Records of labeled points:
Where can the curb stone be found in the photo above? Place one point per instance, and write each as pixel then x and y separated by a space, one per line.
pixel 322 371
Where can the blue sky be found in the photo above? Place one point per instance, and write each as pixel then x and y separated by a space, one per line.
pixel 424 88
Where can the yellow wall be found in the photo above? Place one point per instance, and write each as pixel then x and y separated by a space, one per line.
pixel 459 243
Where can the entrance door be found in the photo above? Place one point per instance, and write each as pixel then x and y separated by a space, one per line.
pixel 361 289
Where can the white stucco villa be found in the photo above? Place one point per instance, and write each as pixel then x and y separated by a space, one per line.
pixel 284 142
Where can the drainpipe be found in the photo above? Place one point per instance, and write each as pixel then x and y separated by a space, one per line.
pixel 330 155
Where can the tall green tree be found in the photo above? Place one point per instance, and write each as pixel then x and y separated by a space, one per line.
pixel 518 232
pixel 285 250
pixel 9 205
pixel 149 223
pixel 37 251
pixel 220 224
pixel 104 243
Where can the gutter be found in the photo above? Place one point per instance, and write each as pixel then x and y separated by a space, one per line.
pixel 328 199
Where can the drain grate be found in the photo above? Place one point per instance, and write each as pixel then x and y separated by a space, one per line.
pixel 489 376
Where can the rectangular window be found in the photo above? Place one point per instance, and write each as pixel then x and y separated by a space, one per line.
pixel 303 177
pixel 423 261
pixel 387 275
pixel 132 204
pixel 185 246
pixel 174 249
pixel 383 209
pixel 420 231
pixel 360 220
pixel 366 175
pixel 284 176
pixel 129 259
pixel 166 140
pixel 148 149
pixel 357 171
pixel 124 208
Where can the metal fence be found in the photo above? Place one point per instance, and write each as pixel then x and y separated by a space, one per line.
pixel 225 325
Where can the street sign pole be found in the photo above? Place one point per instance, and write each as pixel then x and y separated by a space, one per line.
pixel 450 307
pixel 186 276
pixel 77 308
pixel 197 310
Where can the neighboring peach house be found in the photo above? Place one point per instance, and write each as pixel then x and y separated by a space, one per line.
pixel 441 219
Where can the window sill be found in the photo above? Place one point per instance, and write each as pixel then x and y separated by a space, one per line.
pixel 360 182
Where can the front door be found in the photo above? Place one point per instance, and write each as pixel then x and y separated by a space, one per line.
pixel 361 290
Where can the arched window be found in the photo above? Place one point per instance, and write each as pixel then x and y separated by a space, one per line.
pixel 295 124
* * *
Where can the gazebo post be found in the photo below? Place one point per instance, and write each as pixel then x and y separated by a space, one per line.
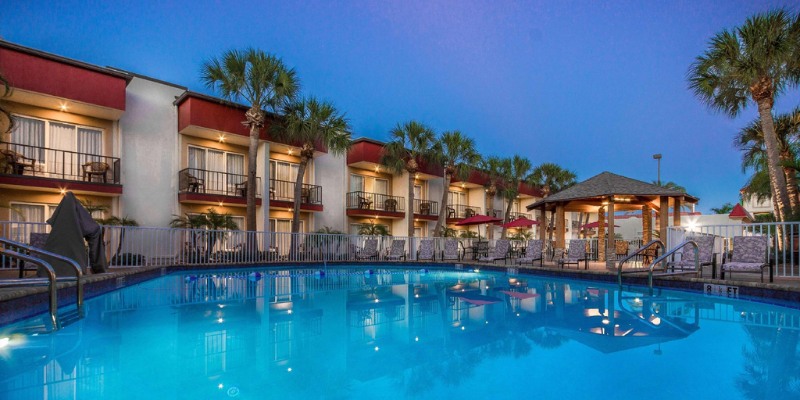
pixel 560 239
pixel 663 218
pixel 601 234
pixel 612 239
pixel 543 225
...
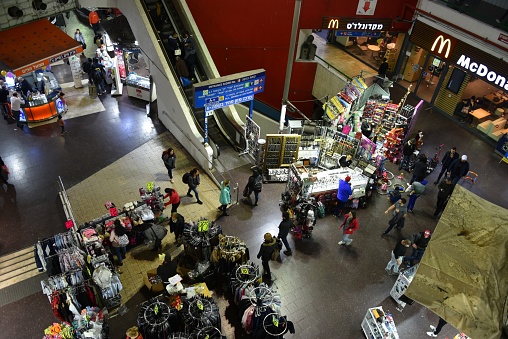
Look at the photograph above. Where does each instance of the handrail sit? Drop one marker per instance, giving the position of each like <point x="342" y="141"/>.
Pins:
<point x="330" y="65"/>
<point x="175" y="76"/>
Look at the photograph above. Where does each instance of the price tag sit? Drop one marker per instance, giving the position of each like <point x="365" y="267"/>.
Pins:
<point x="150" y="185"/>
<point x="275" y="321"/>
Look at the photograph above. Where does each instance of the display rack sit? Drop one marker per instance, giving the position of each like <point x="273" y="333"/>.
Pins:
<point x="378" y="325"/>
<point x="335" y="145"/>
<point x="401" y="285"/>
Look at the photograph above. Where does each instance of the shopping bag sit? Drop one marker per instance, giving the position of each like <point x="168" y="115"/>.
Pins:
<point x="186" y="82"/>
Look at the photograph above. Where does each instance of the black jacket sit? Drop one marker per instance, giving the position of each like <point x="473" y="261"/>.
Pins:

## Direction
Rescale the records from the line with "Where can the curb" to the line with "pixel 424 88", both included, reproducing every line with its request. Multiply each coordinate in the answers by 0.8 and round to whole numbers, with halves rounded up.

## Reply
Where can the curb stone be found in the photo above? Place one point per instance, and write each as pixel then x and y separated by a space, one per line.
pixel 258 297
Where can the blue sky be found in the photo above? Place one point per instance, and write each as pixel then x and y separated by a space, one per line.
pixel 339 70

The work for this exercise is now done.